Translate into French the following sentence from the text on short-term plasticity: "Presynaptic calcium signals regulate nearly all forms of short-term plasticity."
Segment Start: Text section
Discovering the molecular mechanisms for short-term plasticity

Presynaptic calcium signals regulate nearly all forms of short-term plasticity. Identifying the molecular calcium sensors that drive short-term plasticity is a crucial step towards understanding how neural circuits use short-term plasticity to perform computations. We recently discovered that a prominent form of short-term plasticity called “facilitation” is driven by the high-affinity calcium sensor synaptotagmin-7 (Syt7). There are 17 members of the synaptotagmin family that can bind to lipid membranes and synaptic proteins, and many other calcium–binding proteins of unknown function have been identified as structurally similar to synaptotagmin, suggesting they may also regulate neurotransmitter release. We manipulate the expression of these proteins, and use electrophysiology and imaging to discover the mechanisms of short-term plasticity.

THE IMPACT OF SHORT-TERM PLASTICITY ON NEURAL CIRCUIT FUNCTION

To understand how short-term plasticity shapes circuit activity, we use optical techniques to monitor the activity of hundreds of neurons in vivo while mice engage in engage in behaviors. Recent studies have shown that neuronal ensembles synchronize their activity, and that synchrony is required for short-term memory and decision making. Models suggest that facilitation underlies this synchrony. We are testing whether genetic perturbations of short-term plasticity lead to a loss of synchronous activity. To guide our experiments and interpret our results, we model artificial neural networks and and without short-term plasticity, and assess network dynamics and information storage.
Segment End: Text section
Segment Start: Data records
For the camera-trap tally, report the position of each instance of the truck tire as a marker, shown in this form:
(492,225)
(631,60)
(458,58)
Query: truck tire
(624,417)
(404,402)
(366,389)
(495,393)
Segment End: Data records
_Output below_:
Les signaux calciques présynaptiques régulent presque toutes les formes de plasticité à court terme.